*EXERCISE TASK*. In the listing below, replace "drop a marker" with "place a marker" everywhere it occurs and reproduce every line with no other change.

*INPUT*.
# # # # #
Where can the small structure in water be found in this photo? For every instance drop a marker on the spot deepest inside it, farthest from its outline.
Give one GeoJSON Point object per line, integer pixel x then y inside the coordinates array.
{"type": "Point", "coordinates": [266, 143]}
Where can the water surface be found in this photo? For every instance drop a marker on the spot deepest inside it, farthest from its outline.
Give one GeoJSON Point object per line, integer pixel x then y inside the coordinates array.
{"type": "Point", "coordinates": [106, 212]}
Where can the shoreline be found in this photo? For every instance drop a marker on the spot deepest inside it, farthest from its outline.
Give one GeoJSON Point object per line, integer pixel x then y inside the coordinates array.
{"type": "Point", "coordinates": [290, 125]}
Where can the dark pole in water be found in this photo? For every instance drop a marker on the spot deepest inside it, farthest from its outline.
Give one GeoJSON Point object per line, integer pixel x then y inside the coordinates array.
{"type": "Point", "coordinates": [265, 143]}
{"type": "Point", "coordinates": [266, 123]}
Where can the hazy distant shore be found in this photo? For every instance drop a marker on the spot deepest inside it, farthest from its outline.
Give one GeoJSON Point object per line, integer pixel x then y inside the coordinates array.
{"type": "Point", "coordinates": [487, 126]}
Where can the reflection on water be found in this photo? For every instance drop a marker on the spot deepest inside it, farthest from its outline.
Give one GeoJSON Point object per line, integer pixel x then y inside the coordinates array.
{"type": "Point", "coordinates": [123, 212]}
# # # # #
*TASK RESULT*.
Where can the small structure in water be found in this photo? For every instance place a marker on the spot deepest inside it, farthest from its outline.
Give one GeoJSON Point object per line, integer pixel x then y inside the coordinates array.
{"type": "Point", "coordinates": [266, 143]}
Where can the water surface be found in this photo? For every instance place a marker on the spot deepest inside it, farthest from its outline.
Give one GeoJSON Point object per line, integer pixel x then y inside the coordinates array.
{"type": "Point", "coordinates": [106, 212]}
Where can the shoreline be found in this photo? For every instance place a marker on the spot deepest inside it, farthest from its outline.
Give one GeoJSON Point object per line, integer pixel x then y inside the coordinates array.
{"type": "Point", "coordinates": [290, 125]}
Where can the dark pole in water be found in this photo? For every instance place a marker on the spot deepest inside it, farthest from its outline.
Give one GeoJSON Point object per line, integer pixel x then y inside the coordinates array.
{"type": "Point", "coordinates": [265, 143]}
{"type": "Point", "coordinates": [266, 123]}
Where can the hazy distant shore be found in this photo? For every instance place a marker on the spot deepest inside it, farthest from its outline.
Give one GeoJSON Point object per line, integer pixel x then y inside the coordinates array.
{"type": "Point", "coordinates": [487, 126]}
Where can the reflection on water be found in this photo? For every instance place a marker on the spot deepest inside it, farthest from its outline.
Give one GeoJSON Point object per line, integer pixel x then y inside the coordinates array.
{"type": "Point", "coordinates": [123, 212]}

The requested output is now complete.